> _Directions_
The answer must consist of each line below that holds the word "negative", copied as it stands.

> _Material for the task_
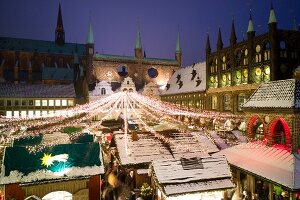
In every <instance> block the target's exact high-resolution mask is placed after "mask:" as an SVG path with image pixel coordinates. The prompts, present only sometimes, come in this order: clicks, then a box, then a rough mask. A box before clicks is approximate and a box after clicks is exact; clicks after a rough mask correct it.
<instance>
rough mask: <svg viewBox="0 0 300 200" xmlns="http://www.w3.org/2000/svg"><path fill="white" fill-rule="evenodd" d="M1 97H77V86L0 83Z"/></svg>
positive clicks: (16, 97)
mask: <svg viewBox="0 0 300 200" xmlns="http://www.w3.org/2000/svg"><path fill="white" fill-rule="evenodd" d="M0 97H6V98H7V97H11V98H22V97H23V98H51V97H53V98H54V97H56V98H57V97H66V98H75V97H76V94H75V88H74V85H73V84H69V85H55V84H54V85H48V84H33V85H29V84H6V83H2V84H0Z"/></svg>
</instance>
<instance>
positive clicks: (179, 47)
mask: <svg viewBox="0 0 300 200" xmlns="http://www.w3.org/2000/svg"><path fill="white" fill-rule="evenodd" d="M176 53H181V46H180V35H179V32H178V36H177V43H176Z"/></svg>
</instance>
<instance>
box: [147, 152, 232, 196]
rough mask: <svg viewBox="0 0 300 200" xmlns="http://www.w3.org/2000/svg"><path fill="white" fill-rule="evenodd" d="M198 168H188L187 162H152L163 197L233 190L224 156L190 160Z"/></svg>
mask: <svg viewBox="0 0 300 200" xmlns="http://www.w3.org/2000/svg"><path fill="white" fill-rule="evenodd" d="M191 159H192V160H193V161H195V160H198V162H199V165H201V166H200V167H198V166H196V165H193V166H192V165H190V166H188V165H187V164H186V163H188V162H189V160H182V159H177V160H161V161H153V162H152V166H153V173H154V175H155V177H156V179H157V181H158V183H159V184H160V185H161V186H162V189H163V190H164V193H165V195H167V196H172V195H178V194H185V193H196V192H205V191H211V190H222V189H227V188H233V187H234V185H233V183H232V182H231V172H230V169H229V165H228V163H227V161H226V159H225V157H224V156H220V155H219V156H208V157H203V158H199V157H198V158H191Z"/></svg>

...

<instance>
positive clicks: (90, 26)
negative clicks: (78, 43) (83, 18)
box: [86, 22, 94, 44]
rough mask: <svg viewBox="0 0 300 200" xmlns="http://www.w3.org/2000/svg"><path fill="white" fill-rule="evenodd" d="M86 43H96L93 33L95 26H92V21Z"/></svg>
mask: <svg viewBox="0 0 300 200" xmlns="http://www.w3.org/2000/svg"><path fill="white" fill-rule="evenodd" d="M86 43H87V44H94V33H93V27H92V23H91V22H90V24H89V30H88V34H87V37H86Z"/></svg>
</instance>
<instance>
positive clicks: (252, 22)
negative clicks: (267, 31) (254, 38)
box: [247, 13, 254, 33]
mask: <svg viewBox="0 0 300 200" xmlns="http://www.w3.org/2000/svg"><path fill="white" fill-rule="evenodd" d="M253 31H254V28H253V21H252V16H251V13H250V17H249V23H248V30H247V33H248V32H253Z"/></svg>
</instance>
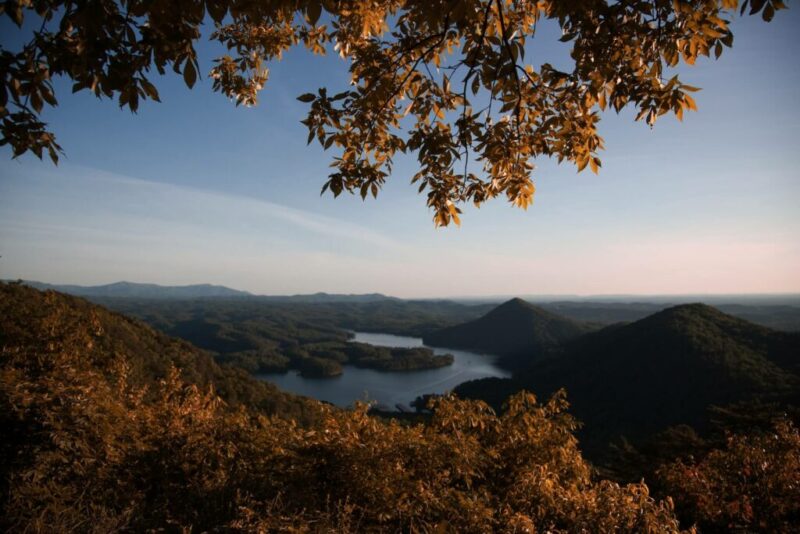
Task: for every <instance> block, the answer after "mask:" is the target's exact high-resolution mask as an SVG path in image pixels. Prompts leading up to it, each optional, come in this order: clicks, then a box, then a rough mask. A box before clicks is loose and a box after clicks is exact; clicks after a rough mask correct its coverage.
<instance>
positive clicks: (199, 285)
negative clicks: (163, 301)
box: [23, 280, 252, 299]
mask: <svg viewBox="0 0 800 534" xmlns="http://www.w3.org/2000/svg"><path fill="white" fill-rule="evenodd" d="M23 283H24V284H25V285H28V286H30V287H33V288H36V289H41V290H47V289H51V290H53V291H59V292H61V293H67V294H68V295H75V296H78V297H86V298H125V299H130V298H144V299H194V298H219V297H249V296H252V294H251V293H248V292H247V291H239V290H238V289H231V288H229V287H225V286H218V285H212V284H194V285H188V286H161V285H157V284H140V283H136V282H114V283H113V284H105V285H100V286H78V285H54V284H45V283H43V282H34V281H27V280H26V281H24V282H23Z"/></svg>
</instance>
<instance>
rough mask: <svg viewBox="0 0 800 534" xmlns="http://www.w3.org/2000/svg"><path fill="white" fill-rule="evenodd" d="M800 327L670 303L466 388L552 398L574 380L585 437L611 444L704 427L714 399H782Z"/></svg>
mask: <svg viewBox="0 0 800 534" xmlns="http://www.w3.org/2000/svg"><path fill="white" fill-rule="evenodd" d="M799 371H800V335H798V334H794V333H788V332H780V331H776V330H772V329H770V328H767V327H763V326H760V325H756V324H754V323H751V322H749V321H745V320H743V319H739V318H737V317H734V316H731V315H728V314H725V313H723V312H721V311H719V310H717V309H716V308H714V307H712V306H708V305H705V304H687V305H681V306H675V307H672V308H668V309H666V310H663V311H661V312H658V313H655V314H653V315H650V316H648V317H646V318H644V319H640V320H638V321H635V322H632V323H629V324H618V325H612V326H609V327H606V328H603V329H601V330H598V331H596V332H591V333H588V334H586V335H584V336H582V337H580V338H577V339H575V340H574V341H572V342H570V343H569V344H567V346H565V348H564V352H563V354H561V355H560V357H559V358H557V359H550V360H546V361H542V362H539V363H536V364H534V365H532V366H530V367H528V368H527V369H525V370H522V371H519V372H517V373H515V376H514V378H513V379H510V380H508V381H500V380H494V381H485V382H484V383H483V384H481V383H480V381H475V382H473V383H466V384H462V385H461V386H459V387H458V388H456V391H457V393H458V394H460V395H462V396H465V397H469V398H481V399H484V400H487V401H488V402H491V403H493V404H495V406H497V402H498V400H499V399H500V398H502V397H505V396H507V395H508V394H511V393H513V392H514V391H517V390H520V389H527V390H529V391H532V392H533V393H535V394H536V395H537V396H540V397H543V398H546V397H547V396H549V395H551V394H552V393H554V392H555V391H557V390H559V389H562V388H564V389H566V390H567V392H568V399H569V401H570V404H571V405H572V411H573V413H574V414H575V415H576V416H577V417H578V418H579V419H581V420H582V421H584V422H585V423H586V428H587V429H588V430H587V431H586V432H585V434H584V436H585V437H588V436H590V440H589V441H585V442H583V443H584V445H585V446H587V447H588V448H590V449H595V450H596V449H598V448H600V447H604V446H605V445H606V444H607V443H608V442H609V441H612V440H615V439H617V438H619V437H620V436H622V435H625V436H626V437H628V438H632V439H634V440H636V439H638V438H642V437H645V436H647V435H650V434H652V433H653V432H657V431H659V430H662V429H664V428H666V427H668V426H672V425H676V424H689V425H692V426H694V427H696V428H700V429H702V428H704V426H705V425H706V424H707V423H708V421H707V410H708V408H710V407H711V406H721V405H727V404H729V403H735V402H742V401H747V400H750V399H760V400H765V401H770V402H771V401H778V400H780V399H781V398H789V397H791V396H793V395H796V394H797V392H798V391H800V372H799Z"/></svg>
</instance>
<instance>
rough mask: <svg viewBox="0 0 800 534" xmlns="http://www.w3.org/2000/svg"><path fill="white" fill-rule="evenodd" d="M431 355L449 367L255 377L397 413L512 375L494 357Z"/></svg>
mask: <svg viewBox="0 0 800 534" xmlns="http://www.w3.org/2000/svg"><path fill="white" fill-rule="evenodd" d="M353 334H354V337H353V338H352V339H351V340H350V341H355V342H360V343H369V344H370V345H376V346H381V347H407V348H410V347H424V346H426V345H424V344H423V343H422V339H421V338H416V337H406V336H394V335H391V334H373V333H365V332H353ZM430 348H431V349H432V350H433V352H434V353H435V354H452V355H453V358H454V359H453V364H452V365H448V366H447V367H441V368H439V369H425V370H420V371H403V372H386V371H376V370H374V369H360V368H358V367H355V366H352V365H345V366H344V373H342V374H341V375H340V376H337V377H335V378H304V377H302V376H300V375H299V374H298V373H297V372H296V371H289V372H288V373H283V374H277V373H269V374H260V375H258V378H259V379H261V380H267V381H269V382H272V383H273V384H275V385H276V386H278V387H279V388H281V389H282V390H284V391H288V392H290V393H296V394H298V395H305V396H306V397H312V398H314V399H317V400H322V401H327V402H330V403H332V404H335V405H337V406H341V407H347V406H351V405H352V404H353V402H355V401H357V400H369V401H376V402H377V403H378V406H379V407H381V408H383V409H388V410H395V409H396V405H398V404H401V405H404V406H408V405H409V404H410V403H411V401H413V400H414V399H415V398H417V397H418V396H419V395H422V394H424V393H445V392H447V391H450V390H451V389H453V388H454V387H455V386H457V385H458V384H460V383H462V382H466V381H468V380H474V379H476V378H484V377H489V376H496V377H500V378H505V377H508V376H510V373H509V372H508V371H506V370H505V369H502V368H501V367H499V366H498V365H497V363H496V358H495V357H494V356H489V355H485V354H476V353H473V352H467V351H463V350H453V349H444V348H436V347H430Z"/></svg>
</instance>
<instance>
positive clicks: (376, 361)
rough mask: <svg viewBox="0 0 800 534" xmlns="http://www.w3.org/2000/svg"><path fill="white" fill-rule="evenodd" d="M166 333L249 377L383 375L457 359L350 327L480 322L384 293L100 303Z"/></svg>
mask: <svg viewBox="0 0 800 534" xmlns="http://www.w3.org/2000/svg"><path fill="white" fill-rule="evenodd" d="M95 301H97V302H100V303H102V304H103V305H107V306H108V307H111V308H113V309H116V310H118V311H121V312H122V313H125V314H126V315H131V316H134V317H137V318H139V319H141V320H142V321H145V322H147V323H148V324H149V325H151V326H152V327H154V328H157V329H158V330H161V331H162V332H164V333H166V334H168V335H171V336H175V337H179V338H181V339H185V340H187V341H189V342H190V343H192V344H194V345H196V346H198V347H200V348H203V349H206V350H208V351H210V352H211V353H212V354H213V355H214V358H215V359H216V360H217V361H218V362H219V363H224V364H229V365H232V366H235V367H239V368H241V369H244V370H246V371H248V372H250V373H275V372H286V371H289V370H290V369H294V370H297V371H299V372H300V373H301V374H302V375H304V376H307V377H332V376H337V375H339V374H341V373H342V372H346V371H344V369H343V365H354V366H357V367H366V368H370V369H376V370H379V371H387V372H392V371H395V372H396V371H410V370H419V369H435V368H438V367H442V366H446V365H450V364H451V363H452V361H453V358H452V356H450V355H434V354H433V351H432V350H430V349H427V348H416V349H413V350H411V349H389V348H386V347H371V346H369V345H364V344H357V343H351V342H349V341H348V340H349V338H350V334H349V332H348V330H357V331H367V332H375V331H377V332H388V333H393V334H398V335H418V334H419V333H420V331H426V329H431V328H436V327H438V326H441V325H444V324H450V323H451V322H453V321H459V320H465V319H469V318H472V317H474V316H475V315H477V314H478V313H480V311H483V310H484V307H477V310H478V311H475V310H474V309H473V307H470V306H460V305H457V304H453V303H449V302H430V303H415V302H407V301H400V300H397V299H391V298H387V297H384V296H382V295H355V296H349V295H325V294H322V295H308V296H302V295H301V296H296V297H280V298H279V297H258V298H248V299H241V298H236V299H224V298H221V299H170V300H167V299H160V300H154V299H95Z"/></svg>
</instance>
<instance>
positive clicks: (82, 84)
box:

---

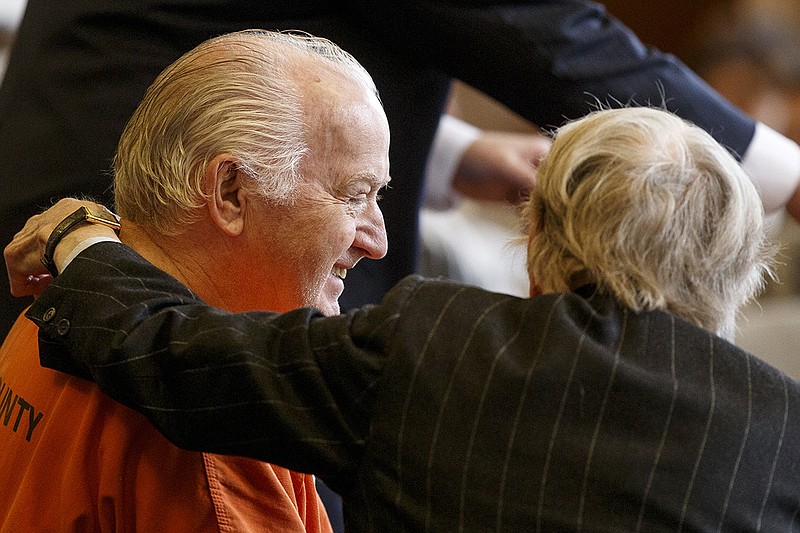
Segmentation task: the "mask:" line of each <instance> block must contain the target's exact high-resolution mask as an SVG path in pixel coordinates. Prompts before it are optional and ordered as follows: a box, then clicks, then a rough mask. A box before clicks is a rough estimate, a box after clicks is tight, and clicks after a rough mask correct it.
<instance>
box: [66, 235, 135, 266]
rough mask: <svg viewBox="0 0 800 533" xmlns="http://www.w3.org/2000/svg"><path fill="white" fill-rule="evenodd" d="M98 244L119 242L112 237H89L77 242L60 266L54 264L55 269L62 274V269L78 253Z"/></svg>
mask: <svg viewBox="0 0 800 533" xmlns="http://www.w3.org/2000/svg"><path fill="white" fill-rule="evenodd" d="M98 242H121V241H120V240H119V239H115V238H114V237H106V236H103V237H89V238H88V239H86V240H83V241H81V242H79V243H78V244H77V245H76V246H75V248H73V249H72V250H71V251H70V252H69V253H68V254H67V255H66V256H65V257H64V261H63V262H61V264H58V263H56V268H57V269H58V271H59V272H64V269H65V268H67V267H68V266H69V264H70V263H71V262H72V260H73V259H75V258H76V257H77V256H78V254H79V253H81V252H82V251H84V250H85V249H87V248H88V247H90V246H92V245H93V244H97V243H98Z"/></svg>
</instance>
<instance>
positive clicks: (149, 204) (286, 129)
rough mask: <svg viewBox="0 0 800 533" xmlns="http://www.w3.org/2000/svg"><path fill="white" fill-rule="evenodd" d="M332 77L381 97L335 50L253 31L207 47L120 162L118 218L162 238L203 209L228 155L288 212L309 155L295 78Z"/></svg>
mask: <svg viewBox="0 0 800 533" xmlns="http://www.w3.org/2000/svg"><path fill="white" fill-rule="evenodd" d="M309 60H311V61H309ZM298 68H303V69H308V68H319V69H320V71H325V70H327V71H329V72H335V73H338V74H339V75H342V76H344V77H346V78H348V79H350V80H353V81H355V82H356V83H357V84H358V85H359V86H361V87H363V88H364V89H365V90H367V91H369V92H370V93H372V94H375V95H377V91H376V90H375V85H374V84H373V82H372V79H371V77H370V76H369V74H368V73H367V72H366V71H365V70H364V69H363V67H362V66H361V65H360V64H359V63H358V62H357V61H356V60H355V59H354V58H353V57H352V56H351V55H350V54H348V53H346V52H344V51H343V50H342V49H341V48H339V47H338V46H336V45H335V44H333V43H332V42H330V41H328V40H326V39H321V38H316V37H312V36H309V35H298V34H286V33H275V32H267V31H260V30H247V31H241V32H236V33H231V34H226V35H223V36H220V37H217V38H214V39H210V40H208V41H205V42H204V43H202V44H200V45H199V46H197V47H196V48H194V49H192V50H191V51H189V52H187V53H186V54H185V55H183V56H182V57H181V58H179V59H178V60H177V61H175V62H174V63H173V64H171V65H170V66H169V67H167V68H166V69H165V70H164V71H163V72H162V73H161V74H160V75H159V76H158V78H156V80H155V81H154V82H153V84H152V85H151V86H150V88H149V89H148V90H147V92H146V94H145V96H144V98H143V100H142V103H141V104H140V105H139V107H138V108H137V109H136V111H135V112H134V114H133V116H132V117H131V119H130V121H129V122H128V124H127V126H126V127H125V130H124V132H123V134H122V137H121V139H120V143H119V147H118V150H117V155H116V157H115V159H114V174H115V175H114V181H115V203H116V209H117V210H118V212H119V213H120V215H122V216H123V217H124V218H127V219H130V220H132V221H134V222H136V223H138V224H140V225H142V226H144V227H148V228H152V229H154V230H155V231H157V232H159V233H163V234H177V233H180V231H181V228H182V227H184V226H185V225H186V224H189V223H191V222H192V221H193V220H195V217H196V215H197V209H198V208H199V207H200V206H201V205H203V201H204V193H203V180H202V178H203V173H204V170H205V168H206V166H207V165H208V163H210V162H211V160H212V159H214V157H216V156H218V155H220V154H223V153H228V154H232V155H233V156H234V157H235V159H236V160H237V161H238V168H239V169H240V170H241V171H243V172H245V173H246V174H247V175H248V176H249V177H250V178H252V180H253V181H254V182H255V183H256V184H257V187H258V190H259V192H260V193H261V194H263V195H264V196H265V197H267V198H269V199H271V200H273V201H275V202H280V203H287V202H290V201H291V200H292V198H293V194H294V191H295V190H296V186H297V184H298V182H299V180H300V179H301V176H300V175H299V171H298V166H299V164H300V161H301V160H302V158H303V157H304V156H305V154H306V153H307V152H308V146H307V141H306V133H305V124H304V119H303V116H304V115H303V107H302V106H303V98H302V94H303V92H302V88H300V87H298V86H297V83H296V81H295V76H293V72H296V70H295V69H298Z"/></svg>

> _Answer below_
negative clicks: (78, 43) (83, 18)
negative clicks: (267, 31) (254, 38)
negative clicks: (163, 301)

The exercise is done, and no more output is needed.